Task instructions
Copy the entries below without any change, from the line containing "Each instance receives exactly one keypoint. Tag the white sand" through the final entry, with both of those lines included.

((

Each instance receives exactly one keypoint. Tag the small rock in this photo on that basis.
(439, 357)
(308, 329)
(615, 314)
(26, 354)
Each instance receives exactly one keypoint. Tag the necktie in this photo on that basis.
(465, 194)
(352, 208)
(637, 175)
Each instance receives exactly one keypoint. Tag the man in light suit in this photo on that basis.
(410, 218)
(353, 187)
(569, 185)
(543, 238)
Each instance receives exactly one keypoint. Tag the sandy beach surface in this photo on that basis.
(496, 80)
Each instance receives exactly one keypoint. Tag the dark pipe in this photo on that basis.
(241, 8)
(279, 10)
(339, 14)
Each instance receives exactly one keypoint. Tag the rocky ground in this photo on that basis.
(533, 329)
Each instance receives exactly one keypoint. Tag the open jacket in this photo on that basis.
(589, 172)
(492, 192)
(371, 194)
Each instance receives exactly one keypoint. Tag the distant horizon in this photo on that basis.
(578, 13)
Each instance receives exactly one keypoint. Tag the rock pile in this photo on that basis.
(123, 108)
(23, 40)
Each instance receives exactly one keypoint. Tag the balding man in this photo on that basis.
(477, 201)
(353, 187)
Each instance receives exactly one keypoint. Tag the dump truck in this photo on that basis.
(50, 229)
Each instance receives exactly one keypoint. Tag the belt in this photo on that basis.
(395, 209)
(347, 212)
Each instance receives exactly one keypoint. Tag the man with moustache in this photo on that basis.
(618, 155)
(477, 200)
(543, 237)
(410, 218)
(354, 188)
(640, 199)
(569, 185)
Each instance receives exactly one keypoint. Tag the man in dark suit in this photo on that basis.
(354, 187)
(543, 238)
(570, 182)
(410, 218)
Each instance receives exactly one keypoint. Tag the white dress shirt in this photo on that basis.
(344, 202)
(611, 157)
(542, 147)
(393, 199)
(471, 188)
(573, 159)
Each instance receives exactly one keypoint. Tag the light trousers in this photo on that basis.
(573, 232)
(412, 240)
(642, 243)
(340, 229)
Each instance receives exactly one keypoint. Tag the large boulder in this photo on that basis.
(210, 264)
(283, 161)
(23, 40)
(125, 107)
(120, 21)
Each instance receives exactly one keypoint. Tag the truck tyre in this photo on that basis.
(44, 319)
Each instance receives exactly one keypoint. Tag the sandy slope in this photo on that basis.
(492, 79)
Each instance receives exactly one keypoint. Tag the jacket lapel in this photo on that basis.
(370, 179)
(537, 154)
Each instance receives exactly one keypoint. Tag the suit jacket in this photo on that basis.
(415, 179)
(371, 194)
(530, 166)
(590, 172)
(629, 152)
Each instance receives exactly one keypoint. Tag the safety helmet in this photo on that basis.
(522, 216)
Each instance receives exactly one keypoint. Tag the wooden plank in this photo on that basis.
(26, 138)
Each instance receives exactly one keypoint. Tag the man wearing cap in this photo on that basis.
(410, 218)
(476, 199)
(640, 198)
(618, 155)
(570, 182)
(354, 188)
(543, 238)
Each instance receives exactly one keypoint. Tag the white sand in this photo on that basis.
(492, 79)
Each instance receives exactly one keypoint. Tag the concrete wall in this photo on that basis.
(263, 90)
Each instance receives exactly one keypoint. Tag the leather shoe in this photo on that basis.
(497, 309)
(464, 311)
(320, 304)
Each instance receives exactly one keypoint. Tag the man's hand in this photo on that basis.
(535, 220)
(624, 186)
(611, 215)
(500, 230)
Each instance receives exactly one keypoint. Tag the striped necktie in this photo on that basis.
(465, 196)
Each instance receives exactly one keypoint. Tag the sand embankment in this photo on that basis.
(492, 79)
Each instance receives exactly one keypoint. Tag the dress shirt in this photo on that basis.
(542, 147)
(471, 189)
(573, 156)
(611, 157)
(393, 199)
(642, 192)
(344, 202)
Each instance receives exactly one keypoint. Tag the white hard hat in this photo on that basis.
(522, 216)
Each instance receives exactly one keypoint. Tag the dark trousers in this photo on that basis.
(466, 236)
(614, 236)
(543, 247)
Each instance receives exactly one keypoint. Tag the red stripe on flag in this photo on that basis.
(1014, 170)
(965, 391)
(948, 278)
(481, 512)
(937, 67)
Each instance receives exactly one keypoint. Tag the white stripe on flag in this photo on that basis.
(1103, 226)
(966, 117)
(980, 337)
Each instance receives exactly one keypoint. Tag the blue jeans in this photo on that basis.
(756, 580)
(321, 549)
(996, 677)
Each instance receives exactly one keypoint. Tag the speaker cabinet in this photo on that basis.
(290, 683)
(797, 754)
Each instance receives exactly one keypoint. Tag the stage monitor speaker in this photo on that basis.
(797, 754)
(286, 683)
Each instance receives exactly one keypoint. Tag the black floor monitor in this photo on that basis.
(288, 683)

))

Solution
Each instance receives exactly one keypoint. Tag the white sand in this photo on that basis.
(492, 79)
Each instance receives exactly one keypoint. Tag the concrete wall in this photo on that basis.
(263, 90)
Each instance receives exactly one keypoint. Tag the leather shoe in this photo on that basis.
(497, 309)
(464, 311)
(320, 304)
Each instance receives exactly one keypoint. Tag the man's hand in this photo on that basis.
(535, 220)
(624, 186)
(611, 215)
(500, 230)
Each instance receives exactly one keypoint. Tag the striped necktie in this photo on that basis.
(465, 196)
Each instance receives exactly one keypoint. Tag the sand embankment in this photo on that basis.
(492, 79)
Each instance receives exactly one keypoint. Tag the dress shirt in this photo on that basis.
(542, 147)
(471, 189)
(573, 156)
(611, 157)
(393, 199)
(642, 192)
(344, 202)
Each instance receives exactly one keypoint. Tag the white hard hat in this photo on that basis.
(522, 216)
Each instance receives exactly one keypoint. Tag the dark trousers in this photo on that basis.
(466, 236)
(614, 236)
(543, 247)
Each instance receives exactly one keypoint. Tag the red stripe on flag in this photo on that basis.
(1014, 170)
(965, 391)
(948, 278)
(481, 512)
(937, 67)
Each instance receives exactly one keypoint. Tag the white stripe on flag in this photo on that basis.
(1103, 226)
(966, 117)
(980, 337)
Each instance receives exactly one keypoint. Tag the blue jeans in this photo on that basis.
(756, 580)
(321, 549)
(996, 677)
Each instance receives exactly one keypoint. Tag the speaker cabinet in this photo on that basis.
(290, 683)
(797, 754)
Each instance receives exactly one keypoint. Tag the stage monitor speaker in this photo on that basis.
(797, 754)
(286, 683)
Each instance receives exactly one keypoint. Tag the black floor monitor in this photo on that basis.
(288, 683)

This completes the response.